本文 -

35.博多旅行・Q(全4話中第3話)
前回までのあらすじ・・・2泊3日の博多旅行2日目。この日は朝食に「こってりラーメン」を食べ、昼食に「あっさりラーメン」を食べる計画も、前日に飲み過ぎたせいで重度の二日酔いになり計画は無事破綻。しかし、ベローチェでオレンジジュースを飲んだりしてるうちに体調と胃袋が回復する奇跡。遂に「あっさりラーメン」を食すべく天下一品の暖簾をくぐる筆者。さあ、見せてもらおうか。あっさりラーメンの実力とやらを・・・
全4話の博多旅行シリーズ。不死鳥の如く蘇った筆者の第3話、始まります。
さあ、ついに宿命の戦い、「対・天下一品のあっさりラーメン戦」の開始だ。席に着き、メニューも見ずに店員さんへ「あっさりラーメン、以上で」と注文するも、店員さんは聞き間違えたのか、それとも聞き間違えたふりをしてるのか「こってりラーメンですね」と復唱してきた。きっといつもの体調なら誘導されるがままに「はい、お願いします」と言ってこってりラーメンにチェンジしていたかもしれないが、今回は不完全な体調が功を奏してこのピンチを乗り越える事が出来た。

項目一覧 -
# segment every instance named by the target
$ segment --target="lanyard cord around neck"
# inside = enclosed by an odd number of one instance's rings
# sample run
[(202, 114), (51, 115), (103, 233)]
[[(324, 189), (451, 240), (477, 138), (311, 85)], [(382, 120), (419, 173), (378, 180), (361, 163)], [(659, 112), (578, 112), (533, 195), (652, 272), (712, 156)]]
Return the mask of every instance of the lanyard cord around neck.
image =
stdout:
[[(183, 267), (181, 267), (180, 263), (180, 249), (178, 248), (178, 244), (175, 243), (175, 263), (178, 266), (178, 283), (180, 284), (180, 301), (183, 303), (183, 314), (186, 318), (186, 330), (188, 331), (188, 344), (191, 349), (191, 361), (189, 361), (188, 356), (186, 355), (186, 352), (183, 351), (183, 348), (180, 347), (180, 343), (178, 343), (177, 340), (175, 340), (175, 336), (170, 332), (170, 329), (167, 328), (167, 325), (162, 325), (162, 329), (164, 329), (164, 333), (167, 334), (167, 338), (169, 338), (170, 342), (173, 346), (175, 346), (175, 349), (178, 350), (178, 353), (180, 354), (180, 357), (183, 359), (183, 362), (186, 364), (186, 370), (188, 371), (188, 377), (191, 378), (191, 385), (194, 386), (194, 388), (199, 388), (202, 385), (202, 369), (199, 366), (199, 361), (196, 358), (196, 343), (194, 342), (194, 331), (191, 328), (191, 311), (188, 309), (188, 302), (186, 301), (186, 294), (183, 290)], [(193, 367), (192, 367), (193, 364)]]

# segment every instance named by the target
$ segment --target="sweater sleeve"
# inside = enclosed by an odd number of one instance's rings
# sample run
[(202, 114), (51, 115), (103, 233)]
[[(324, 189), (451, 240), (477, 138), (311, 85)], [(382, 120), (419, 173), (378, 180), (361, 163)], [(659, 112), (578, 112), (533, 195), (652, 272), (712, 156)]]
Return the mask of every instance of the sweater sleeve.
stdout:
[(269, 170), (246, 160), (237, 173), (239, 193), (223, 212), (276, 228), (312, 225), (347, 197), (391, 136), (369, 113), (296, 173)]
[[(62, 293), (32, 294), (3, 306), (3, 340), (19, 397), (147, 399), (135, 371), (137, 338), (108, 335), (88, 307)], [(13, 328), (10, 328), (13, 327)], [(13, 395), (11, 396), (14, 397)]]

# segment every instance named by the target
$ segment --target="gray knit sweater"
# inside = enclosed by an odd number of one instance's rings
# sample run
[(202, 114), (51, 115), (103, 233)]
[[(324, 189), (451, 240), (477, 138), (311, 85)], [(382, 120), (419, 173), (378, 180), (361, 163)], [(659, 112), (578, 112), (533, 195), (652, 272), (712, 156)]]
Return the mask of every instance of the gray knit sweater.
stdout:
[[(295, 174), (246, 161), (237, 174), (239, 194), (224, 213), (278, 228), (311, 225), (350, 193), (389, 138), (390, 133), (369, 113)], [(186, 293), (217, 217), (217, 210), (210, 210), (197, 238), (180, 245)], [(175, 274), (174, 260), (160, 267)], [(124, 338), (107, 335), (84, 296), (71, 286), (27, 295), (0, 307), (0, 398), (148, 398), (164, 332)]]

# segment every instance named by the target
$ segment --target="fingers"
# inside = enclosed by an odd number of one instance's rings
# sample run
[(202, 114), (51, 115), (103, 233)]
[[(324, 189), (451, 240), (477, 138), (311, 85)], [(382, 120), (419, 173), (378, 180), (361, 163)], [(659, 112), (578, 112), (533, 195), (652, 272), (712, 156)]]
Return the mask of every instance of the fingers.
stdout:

* * *

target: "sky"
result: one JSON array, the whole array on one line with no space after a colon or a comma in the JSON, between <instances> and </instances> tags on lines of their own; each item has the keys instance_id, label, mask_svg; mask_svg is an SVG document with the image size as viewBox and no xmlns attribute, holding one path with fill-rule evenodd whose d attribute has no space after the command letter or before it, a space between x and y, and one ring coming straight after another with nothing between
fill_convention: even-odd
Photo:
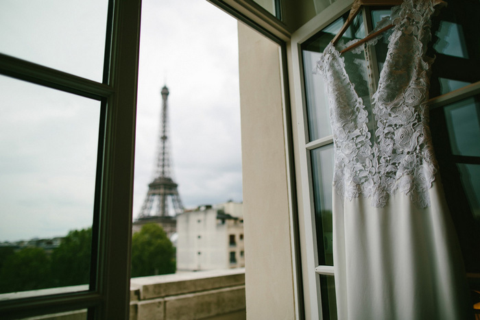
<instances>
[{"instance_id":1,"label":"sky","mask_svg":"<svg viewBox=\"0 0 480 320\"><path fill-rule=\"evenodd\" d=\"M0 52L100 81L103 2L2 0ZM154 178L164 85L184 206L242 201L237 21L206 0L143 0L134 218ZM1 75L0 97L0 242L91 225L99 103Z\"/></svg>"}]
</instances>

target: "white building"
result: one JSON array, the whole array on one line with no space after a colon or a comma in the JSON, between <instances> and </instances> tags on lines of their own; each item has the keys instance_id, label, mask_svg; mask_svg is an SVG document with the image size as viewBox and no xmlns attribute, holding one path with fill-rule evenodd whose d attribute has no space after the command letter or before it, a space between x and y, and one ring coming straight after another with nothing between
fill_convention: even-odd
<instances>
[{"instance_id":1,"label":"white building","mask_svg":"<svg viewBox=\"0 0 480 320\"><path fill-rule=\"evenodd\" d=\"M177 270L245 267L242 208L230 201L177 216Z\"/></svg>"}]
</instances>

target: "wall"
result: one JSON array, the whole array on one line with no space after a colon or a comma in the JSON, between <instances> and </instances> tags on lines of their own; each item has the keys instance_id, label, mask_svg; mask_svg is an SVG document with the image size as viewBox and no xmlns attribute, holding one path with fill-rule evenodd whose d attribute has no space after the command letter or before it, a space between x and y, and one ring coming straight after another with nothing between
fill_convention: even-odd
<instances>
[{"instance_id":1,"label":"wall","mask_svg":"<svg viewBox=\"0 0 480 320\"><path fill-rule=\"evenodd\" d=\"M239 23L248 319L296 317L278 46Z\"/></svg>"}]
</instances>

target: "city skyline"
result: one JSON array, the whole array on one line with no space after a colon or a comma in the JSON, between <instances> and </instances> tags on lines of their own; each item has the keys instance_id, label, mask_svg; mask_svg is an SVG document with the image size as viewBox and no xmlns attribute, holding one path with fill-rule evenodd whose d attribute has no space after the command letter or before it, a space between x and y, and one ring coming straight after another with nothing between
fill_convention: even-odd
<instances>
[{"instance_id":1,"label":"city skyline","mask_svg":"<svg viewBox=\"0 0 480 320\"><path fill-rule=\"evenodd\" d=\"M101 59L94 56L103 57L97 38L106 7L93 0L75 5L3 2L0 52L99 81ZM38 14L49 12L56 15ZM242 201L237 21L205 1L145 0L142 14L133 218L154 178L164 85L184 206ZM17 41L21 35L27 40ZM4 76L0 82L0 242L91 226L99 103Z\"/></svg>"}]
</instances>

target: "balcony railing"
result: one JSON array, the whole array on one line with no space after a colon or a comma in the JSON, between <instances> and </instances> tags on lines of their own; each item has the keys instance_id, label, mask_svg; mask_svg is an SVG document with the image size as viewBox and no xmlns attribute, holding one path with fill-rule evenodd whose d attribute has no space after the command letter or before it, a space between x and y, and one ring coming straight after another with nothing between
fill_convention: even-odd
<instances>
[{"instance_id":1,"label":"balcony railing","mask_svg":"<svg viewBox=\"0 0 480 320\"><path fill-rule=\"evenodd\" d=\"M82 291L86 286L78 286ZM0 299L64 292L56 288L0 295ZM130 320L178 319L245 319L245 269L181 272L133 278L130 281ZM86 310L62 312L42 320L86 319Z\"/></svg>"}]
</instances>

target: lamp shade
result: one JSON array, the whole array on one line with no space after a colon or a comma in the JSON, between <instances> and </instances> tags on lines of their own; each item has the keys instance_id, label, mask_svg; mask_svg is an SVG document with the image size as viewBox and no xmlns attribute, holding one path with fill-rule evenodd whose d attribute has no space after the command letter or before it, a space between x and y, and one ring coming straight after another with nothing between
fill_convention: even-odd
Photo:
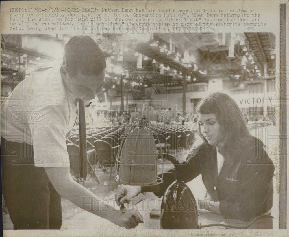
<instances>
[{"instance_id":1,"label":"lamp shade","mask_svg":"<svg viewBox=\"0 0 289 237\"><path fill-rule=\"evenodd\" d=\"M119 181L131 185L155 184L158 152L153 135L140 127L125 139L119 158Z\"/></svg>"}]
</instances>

...

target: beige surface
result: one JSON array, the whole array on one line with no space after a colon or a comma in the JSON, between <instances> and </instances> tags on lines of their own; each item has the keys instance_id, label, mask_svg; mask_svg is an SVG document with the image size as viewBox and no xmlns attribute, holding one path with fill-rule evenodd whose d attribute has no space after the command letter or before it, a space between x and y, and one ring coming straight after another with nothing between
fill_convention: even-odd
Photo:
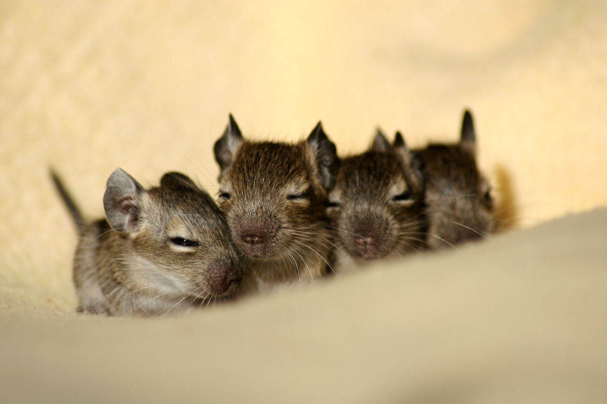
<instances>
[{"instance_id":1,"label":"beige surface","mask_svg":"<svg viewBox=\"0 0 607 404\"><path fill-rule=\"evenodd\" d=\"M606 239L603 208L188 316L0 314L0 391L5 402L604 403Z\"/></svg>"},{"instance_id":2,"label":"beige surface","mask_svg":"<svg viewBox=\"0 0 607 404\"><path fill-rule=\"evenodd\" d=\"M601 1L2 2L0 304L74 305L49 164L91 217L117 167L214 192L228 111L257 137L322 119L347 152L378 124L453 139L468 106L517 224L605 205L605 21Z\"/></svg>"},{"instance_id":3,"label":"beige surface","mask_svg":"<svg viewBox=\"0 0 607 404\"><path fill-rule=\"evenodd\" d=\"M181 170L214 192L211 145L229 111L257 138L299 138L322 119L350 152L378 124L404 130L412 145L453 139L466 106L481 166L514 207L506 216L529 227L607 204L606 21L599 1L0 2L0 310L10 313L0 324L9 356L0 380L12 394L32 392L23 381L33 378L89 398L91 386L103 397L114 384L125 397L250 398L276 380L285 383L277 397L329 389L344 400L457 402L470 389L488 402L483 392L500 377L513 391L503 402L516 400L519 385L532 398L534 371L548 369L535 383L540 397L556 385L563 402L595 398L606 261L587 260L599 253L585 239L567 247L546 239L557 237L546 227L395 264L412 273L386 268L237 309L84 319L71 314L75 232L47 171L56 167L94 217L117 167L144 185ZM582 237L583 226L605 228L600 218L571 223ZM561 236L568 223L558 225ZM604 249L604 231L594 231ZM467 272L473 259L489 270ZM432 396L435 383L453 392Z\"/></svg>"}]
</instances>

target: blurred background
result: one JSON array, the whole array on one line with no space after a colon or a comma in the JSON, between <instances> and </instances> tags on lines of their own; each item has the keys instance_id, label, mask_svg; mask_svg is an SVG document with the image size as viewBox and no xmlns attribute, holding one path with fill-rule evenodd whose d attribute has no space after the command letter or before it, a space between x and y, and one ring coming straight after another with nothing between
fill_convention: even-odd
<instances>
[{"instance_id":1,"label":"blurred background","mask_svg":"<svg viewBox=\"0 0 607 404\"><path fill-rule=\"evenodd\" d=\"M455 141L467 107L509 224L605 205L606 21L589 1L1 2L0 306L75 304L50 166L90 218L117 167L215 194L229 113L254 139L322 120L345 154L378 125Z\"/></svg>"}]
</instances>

練習問題 -
**1)** 博多旅行の文章について、次の問いに答えてください。
(a) 博多旅行は何泊何日の日程か。
(b) 筆者が重度の二日酔いになった原因は何か。
(c) 筆者の注文を受けた店員さんは、どのように復唱したか。
**2)** 博多旅行の文章を、最後の文の後から書き続けてください。

解答 -
**1)**
(a) 2泊3日
(b) 前日に飲み過ぎたこと
(c) 「こってりラーメンですね」と復唱した。

**2)**
着丼するまでの間、さきほどの店員の対応を考えていた。ひょっとしたらあっさりを頼むお客が許せないこってり原理主義の店員さんもいるのかもしれない。確かに私が天下一品でアルバイトしてたらお客さんをこってりに誘導するだろう。場合によっては翻意するようにお客さんを説得するかもしれない。「お客さん、本当にあっさりで良いんですか?冷静になって考えて下さい、こってりも頼めるんですよ!」
そんなこんなで初めて食べたあっさりラーメンの感想は「意外と美味い」だ。見た目からホタテ系の出汁が感じられそうな関東の古き良き中華そばの味をイメージしていたが、かなりアニマル的なコクが感じられた。普通に80~90点のラーメンだ。だが、今後天下一品に行った際にまた頼むかというと、そんな自分の姿は想像しづらい。そもそも天下一品では100点満点中120点のこってりラーメンが頼めるし、店舗によっては100点満点中180点の超こってりラーメンが頼める。わざわざ格下のラーメンを頼む理由がない。大体、天下一品に求めているのは普通のラーメン屋さんに無い「異常さ」や「非現実感」だ。「意外と美味い」なんて普通のリアクションが出るラーメンではない。あまりにもスープの粘度が高いのでレンゲが立つ「スタンディング・レンゲ」のようなエンターテイメント的なノリを我々は求めている。やっぱりこれは違う。
まあ、旅の目的は果たしたので良しとしよう。これからはあっさり童貞の皆様に対してマウントが取れる。「あっさり?食べた事ありますよ。これを未食で天下一品を語るのはフェイカーですよね」と、こんな感じで。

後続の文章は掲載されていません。